-- START Records provided --
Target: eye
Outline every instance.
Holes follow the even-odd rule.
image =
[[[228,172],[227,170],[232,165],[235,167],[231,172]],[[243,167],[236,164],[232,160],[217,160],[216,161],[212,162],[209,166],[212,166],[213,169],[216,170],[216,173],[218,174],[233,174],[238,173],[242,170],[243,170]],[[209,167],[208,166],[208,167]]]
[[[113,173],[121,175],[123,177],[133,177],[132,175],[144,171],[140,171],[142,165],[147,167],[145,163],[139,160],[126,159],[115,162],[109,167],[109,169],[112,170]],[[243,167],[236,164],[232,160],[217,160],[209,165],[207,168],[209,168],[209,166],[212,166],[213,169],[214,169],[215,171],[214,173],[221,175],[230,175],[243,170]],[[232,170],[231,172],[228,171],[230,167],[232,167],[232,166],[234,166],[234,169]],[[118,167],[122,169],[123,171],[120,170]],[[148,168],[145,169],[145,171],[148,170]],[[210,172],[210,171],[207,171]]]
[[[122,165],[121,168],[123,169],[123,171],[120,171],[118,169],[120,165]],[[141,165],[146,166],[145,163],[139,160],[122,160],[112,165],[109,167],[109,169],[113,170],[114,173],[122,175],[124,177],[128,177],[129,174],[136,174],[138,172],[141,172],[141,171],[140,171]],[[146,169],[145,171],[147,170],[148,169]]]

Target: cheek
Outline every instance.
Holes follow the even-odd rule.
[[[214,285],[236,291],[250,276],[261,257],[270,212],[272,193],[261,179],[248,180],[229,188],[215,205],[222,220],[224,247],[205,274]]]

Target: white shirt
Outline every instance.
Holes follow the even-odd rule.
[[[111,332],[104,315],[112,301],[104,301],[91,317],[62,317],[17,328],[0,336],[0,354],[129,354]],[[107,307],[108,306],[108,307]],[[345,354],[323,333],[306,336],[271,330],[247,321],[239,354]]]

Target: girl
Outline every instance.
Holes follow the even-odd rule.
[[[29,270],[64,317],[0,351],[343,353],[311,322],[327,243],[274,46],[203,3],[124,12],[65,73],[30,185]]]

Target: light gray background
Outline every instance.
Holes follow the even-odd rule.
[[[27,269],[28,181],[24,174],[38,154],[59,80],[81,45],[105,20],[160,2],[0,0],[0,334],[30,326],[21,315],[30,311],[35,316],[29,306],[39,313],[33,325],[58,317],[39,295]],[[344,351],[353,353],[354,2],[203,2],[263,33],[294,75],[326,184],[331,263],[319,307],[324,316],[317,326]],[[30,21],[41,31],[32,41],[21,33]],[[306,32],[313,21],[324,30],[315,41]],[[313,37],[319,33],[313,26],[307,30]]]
-- END Records provided --
- [Given instruction]:
Copy all of the material above word for word, from start to finish.

- [Response]:
Target: eye
Outline every instance.
Holes follow the even-odd rule.
image =
[[[228,172],[227,170],[232,165],[235,167],[231,172]],[[243,167],[236,164],[232,160],[217,160],[216,161],[212,162],[209,166],[212,166],[213,169],[216,170],[216,173],[218,174],[233,174],[238,173],[242,170],[243,170]],[[209,167],[208,166],[208,167]]]
[[[113,173],[121,175],[123,177],[133,177],[132,175],[144,171],[140,171],[142,165],[147,167],[145,163],[139,160],[126,159],[115,162],[109,167],[109,169],[112,170]],[[243,167],[236,164],[232,160],[217,160],[209,165],[207,168],[209,168],[209,166],[212,166],[213,169],[214,169],[215,171],[214,173],[221,175],[230,175],[243,170]],[[232,170],[231,172],[228,171],[230,167],[232,167],[232,166],[234,166],[234,169]],[[118,167],[122,169],[123,171],[120,170]],[[148,168],[145,169],[145,171],[148,170]],[[210,172],[210,171],[207,171]]]
[[[122,165],[121,168],[123,169],[123,171],[120,171],[118,169],[120,165]],[[141,165],[146,166],[145,163],[139,160],[122,160],[112,165],[109,167],[109,169],[113,170],[114,173],[122,175],[124,177],[128,177],[129,174],[136,174],[138,172],[141,172],[141,171],[140,171]],[[146,169],[145,171],[147,170],[148,169]]]

Target: cheek
Outline every instance.
Holes follow the even-odd rule.
[[[214,285],[236,291],[250,276],[261,257],[270,212],[272,193],[261,179],[248,180],[229,188],[215,205],[222,220],[224,247],[205,274]]]

Target: white shirt
Outline every instance.
Holes follow the even-odd rule.
[[[111,332],[104,315],[112,301],[104,301],[91,317],[62,317],[17,328],[0,336],[0,354],[129,354]],[[107,307],[108,306],[108,307]],[[345,354],[323,333],[306,336],[271,330],[247,321],[239,354]]]

Target: girl
Outline every instance.
Holes follow the even-odd rule.
[[[29,270],[64,317],[0,351],[343,353],[311,322],[327,243],[274,46],[203,3],[124,12],[65,73],[30,185]]]

Target: light gray background
Outline every instance.
Holes follow the even-odd rule.
[[[27,269],[28,181],[24,174],[38,154],[59,80],[81,45],[105,20],[160,2],[0,0],[0,334],[30,326],[21,315],[30,311],[35,316],[29,306],[39,313],[33,325],[58,317],[39,295]],[[344,351],[353,353],[354,2],[203,2],[263,33],[294,75],[326,184],[331,263],[319,307],[324,316],[317,326]],[[30,21],[41,31],[32,41],[21,33]],[[306,32],[313,21],[324,30],[315,41]],[[313,37],[319,33],[313,26],[307,30]]]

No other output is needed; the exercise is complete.